• **WHAT TO DO**
Pictures are to be left out; otherwise, copy exactly the lines from the line containing "Provide the location of each instance of the coffee" through the end of the data.

• **DATA FOR THIS EXERCISE**

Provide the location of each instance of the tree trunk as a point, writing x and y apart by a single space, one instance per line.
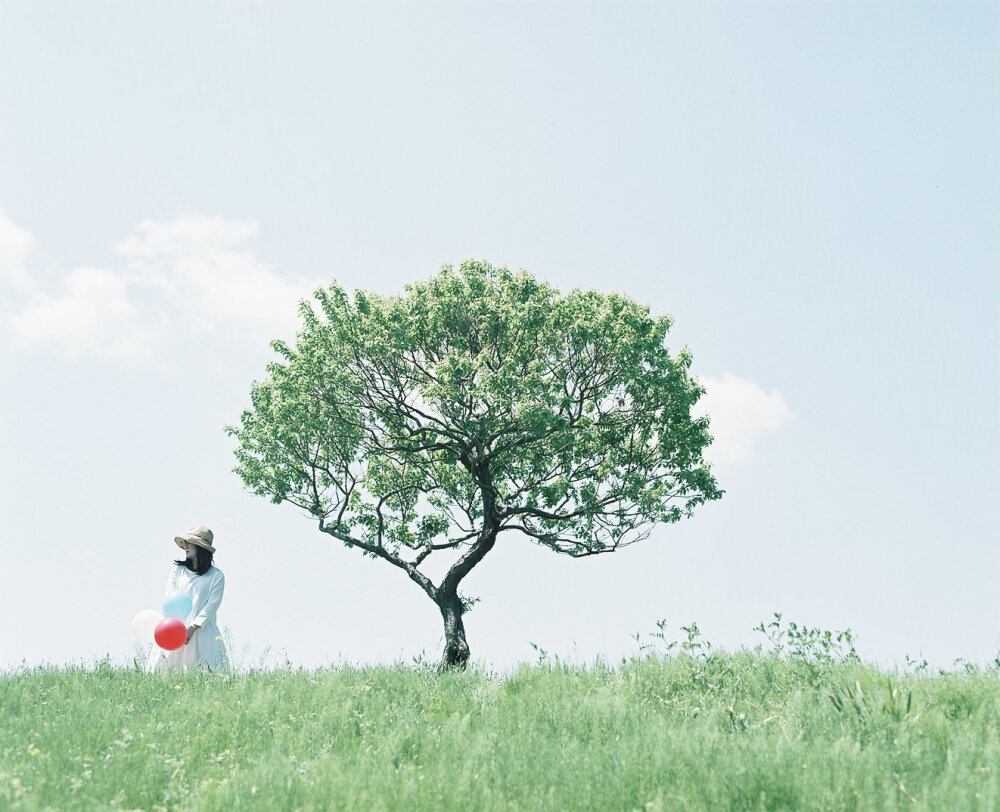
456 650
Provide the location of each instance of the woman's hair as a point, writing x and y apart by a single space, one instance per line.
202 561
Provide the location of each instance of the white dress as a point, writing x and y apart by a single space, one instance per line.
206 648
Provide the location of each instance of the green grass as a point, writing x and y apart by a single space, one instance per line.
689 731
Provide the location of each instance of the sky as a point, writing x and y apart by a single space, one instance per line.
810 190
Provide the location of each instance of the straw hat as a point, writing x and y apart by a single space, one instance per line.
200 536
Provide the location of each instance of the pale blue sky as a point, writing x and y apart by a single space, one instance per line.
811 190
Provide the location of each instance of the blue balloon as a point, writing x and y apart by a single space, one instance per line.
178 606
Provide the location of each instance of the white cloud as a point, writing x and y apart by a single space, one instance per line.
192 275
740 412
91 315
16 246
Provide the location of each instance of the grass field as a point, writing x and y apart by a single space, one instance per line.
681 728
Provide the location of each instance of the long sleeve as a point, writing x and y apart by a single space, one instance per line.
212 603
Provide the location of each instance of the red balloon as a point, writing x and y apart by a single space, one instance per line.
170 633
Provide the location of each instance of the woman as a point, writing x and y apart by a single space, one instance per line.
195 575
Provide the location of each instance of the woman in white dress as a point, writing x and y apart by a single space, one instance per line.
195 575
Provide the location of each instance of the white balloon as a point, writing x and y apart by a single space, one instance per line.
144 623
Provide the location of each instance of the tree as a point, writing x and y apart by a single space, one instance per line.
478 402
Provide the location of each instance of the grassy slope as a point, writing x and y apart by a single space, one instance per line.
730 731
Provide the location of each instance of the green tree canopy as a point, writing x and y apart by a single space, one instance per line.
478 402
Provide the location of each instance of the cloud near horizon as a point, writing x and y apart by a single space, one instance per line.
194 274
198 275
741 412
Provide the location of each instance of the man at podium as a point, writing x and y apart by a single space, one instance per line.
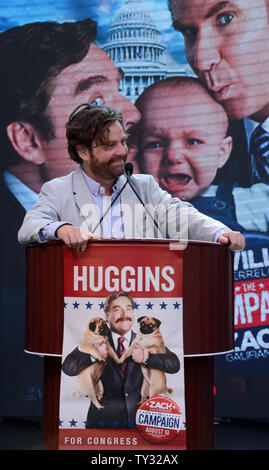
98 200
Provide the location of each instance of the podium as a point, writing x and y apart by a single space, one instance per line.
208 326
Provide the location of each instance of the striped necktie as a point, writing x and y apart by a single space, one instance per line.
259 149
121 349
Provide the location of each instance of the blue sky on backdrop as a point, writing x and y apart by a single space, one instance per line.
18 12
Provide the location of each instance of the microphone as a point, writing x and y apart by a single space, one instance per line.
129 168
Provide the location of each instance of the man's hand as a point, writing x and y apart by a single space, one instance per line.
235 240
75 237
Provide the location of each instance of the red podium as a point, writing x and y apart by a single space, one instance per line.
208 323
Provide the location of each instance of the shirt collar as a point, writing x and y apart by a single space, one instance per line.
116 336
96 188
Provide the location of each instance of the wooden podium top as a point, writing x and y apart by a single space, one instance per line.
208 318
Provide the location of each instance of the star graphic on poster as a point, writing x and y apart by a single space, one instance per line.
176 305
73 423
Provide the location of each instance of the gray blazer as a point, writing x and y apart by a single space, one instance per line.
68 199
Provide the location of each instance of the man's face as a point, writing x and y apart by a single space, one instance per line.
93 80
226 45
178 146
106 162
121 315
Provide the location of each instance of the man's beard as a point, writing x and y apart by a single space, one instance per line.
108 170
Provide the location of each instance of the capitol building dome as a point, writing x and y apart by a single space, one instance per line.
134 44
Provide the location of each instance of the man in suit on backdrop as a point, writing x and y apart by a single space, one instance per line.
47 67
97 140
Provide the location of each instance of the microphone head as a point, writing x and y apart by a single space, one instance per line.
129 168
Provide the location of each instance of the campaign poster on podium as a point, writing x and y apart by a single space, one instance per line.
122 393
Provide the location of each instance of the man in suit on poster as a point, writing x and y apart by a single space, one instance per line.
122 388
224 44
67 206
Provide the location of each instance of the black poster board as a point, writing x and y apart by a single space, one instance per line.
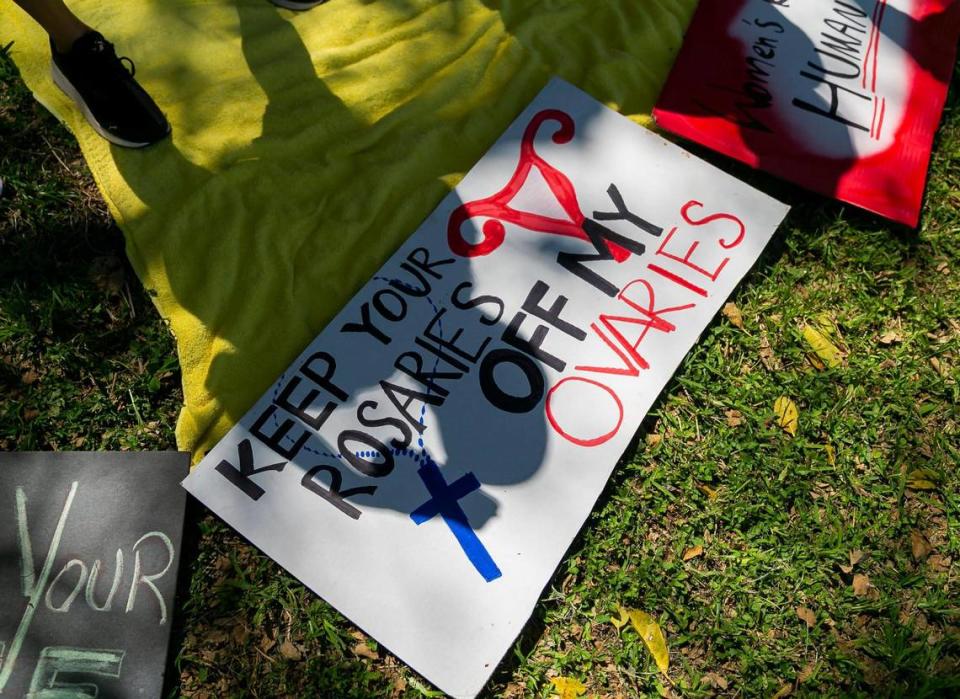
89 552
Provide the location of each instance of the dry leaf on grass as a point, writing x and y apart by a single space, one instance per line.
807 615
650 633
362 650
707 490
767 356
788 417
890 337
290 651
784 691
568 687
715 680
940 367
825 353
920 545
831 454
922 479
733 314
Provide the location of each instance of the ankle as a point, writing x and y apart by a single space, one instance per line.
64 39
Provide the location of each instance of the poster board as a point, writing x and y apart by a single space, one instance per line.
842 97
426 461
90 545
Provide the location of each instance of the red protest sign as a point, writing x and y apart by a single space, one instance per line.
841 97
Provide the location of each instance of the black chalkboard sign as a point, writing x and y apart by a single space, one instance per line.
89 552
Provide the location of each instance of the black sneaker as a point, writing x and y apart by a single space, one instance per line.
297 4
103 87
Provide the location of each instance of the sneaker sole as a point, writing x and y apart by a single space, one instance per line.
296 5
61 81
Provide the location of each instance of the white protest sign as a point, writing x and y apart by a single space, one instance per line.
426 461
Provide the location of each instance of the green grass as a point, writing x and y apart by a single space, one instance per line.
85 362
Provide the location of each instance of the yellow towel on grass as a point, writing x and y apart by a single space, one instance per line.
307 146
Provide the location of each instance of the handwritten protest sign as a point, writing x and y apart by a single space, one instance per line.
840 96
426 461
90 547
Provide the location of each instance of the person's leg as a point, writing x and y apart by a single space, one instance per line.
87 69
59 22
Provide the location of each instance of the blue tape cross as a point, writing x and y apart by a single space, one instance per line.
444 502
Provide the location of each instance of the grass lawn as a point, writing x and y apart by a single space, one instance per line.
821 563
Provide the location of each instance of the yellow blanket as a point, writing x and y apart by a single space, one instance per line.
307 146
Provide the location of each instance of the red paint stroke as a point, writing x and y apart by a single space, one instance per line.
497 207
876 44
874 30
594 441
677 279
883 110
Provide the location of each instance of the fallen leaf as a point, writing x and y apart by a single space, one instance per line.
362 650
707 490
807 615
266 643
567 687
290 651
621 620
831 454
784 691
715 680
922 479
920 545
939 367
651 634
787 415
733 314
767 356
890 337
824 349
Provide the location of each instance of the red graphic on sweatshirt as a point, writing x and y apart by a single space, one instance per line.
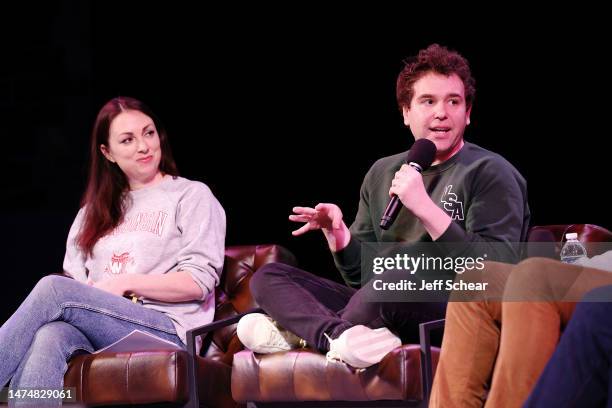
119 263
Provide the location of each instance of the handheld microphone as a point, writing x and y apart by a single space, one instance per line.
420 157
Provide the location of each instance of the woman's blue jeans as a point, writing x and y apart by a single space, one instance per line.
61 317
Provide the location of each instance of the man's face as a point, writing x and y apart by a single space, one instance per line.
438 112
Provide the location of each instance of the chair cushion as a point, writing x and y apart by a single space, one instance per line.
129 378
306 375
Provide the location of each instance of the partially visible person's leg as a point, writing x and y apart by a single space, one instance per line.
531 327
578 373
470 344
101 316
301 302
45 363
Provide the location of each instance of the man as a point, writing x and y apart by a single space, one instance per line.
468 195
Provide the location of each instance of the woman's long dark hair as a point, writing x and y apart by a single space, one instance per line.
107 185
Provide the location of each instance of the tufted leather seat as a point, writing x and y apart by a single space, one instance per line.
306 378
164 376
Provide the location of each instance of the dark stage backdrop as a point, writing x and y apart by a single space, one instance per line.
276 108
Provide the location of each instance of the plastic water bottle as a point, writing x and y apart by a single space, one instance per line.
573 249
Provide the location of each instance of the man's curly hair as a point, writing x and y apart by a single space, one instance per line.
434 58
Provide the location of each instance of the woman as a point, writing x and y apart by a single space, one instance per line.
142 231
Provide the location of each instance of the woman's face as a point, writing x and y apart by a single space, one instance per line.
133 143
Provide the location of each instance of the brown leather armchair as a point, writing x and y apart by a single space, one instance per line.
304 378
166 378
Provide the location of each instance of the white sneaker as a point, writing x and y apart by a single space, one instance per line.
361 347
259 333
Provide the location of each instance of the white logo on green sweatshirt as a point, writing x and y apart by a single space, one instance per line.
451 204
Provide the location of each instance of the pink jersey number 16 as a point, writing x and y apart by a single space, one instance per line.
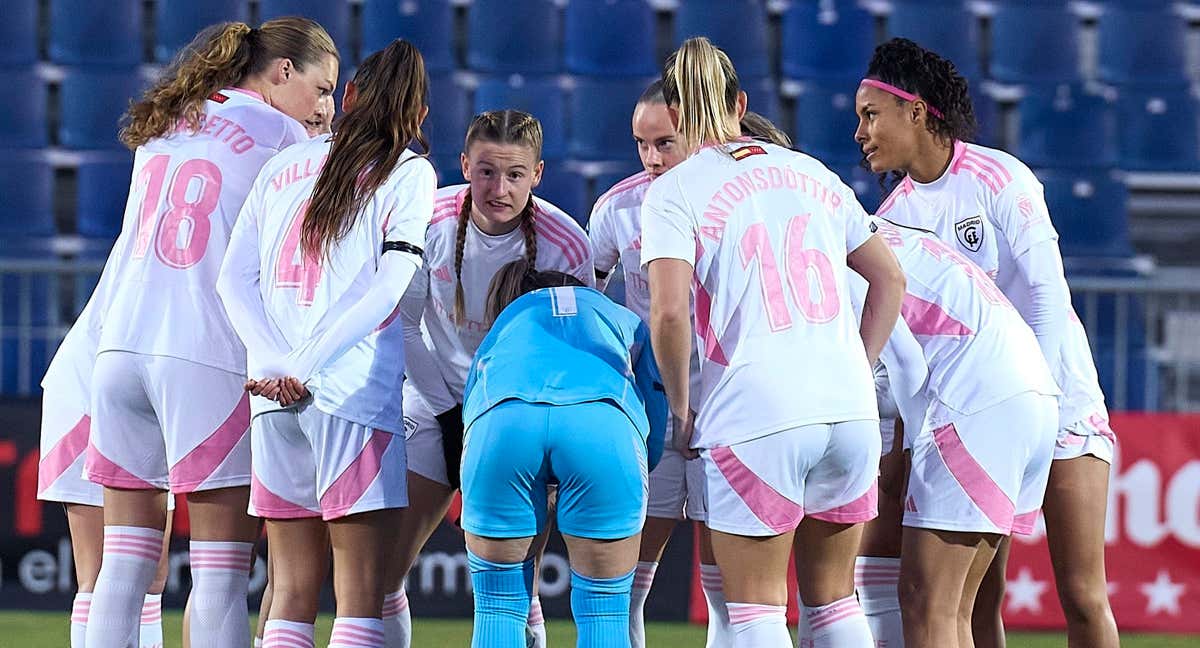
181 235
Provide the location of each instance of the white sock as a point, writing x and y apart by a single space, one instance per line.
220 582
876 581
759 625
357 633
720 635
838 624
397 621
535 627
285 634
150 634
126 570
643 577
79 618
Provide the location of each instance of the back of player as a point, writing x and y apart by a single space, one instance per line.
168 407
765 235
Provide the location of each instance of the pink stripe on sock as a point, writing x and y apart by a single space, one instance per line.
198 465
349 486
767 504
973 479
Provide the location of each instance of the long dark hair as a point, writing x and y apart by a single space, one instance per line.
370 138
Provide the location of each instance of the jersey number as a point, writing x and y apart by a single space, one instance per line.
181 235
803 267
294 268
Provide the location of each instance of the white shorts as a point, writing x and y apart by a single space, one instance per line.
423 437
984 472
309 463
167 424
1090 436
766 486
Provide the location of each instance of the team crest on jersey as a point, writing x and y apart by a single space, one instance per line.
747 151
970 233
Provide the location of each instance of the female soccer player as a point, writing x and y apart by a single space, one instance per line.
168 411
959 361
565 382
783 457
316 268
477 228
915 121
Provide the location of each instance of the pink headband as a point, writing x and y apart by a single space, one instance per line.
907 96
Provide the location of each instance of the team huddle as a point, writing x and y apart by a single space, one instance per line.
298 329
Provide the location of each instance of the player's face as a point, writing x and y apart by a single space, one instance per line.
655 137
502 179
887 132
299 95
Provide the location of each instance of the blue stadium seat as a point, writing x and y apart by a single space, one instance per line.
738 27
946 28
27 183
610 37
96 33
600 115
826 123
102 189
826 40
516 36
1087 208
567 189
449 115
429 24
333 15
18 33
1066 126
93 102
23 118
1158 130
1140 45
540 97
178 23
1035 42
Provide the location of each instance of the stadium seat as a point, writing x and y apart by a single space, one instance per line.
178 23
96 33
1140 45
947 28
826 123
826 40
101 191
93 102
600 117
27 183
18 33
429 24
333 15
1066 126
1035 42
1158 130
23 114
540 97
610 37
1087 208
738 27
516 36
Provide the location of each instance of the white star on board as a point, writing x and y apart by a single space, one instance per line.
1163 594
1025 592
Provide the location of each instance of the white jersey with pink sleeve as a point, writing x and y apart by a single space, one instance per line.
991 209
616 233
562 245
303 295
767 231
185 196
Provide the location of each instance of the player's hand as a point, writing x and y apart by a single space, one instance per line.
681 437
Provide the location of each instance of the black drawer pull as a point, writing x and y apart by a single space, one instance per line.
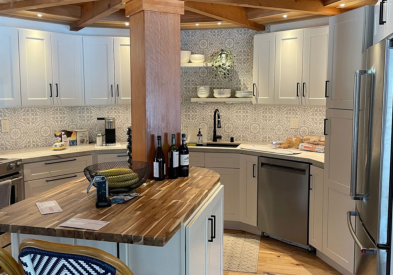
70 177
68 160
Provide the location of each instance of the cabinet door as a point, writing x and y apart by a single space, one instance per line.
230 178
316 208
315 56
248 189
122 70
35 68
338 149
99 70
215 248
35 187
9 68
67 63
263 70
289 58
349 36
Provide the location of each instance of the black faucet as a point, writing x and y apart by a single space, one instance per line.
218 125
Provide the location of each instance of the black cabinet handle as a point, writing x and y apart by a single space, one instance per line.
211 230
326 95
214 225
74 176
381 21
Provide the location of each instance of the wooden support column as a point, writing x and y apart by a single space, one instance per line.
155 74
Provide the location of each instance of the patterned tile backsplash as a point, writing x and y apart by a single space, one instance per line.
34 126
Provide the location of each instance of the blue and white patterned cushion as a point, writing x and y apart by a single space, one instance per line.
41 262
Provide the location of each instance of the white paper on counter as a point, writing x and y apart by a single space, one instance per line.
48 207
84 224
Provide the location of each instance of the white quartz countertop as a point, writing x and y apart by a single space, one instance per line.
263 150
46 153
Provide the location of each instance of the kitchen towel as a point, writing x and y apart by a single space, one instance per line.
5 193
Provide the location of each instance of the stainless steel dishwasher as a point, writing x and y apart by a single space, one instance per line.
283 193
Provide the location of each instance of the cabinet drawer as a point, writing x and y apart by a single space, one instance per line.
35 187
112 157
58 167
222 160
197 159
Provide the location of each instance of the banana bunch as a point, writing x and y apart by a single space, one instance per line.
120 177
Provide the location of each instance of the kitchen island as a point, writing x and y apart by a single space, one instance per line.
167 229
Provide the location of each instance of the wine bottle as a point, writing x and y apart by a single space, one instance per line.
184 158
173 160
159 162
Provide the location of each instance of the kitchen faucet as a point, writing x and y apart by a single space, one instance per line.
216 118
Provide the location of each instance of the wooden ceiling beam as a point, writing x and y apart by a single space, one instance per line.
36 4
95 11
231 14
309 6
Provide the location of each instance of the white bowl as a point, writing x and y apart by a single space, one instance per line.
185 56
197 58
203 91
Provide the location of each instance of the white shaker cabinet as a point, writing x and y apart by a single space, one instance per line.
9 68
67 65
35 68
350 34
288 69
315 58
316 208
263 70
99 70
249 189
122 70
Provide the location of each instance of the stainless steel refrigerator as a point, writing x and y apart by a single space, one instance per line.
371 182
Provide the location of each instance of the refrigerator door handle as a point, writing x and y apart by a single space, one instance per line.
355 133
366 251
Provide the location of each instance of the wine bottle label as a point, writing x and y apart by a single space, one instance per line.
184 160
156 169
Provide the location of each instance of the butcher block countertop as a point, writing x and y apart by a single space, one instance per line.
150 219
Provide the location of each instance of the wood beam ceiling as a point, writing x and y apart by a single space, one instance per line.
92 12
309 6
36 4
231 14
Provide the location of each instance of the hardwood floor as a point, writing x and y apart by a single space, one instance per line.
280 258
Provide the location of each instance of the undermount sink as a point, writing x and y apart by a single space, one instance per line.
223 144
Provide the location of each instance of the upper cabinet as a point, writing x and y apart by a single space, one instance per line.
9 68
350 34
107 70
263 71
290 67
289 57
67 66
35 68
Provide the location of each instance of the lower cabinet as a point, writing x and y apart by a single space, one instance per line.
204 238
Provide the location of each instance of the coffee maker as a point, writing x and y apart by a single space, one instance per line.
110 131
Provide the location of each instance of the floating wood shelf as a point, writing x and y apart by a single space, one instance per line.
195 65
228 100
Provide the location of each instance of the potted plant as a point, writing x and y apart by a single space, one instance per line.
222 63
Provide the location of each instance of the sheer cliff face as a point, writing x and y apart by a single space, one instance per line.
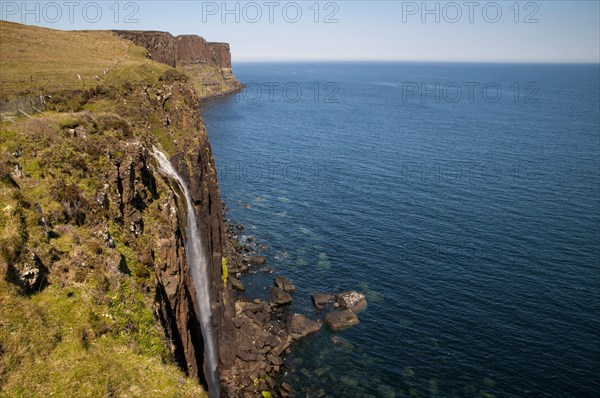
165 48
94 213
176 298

• **SOLUTION BELOW**
Provide the location of each instance of the coffee maker as a point, writing x and y apart by a single space, one instance per line.
110 131
Provide the location of each instance of the floating wood shelf as a point, writing x and y apart by a single space, one instance per line.
195 65
228 100
Provide the location of each instance of the potted plant as a point, writing x and y apart by a single space, one instance per line.
222 63
Provide the location of each instance of the sheer cliff face as a point, writing x and y apart by a single space, one instance per line.
165 48
94 213
176 298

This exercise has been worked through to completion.